** Begin Passage given **
Nintendo Systems

Nintendo DS

The Basics

Publisher: Nintendo

Release Date: Currently available

Price: $149.99

Media: Proprietary 1-gigabit cartridges; also plays all Game Boy Advance Games

Online: Wireless functionality allows one DS to connect with 15 others over Wi-Fi hotspots

Nintendo’s recently released handheld might not be able to push out the nearly PlayStation 2–quality visuals of Sony’s PSP, but it offers unique functionality that puts it in a bizarre, innovative class of its own. Its dual vertically aligned screens baffle upon first viewing, but developers are already experimenting with creative, functional uses beyond simply displaying maps and subscreens. Likewise with the touch-panel input—we’re already seeing games that bend the rules of interactivity and control. The Nintendo DS assuredly feels new and different, but it remains to be seen whether gamers will warm up to its distinctive personality….
** End Passage given **
** Begin Raw records **
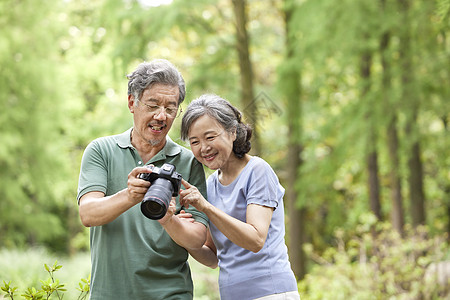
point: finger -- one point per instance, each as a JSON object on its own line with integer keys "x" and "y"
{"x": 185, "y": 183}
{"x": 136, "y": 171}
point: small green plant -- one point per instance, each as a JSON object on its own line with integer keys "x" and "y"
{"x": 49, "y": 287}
** End Raw records **
** Begin Raw records **
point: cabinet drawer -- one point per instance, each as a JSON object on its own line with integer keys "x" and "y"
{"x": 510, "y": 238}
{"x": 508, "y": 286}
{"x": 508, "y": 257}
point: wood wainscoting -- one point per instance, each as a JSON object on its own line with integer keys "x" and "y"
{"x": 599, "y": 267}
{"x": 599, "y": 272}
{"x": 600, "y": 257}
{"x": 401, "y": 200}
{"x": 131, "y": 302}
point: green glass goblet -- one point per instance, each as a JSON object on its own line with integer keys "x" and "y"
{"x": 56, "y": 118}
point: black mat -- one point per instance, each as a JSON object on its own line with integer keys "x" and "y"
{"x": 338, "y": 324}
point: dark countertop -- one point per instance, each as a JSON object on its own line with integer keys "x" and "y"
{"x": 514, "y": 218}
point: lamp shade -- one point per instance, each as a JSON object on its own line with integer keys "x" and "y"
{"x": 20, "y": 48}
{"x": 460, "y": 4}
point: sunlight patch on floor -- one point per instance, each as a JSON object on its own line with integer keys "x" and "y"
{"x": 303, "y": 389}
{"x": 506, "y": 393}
** End Raw records **
Required task A:
Decide whether each statement agrees with the Nintendo DS overview. Answer yes or no for each, and quote the words of the overview that settle it.
(i) The Nintendo DS is priced at $149.99.
(ii) The Nintendo DS can run Game Boy Advance games.
(iii) One Nintendo DS can link wirelessly with up to 20 other units.
Required task B:
Answer these questions from the Nintendo DS overview.
(i) Who is the publisher of the system?
(ii) What kind of cartridges does it use?
(iii) How are its two screens aligned?
Required task C: Extend the Nintendo DS overview, starting right after its final sentence.
The records have no connection to the Nintendo DS overview.

Answer A:
(i) Yes: "Price: $149.99"
(ii) Yes: "also plays all Game Boy Advance Games"
(iii) No: "allows one DS to connect with 15 others over Wi-Fi hotspots"

Answer B:
(i) Nintendo
(ii) Proprietary 1-gigabit cartridges
(iii) Vertically

Answer C:
Konami • Fall 2005

The Basics: If you’re sick of Dracula always coming back from the dead in Castlevania games, you’re in luck—this upcoming Nintendo DS chapter in Konami’s long-running adventure series won’t disturb the Count’s turbulent slumber with another cop-out revival story line. A direct sequel to 2003’s phenomenal (and also refreshingly Dracula-free) Game Boy Advance Castlevania offering, Aria of Sorrow, this game picks up in the far-off year 2036—precisely 12 months after pretty-boy hero Soma Cruz successfully escaped his fate at the hands of Dracula’s followers. “There are those who were unhappy that Soma did not fulfill his destiny to become the reincarnation of Dracula,” explains Castlevania producer Koji Igarashi. “Among them is Celia Fortner, the founder of a cult that believes their God to be perfectly good; therefore the existence of perfect evil is needed.... She will do everything in her power to kill Soma.” Rather than wait around for a mob of crazed religious zealots to off him, Soma proactively ventures into the cult’s headquarters to face his would-be assassins. Unsurprisingly, he finds his way to a familiar castle....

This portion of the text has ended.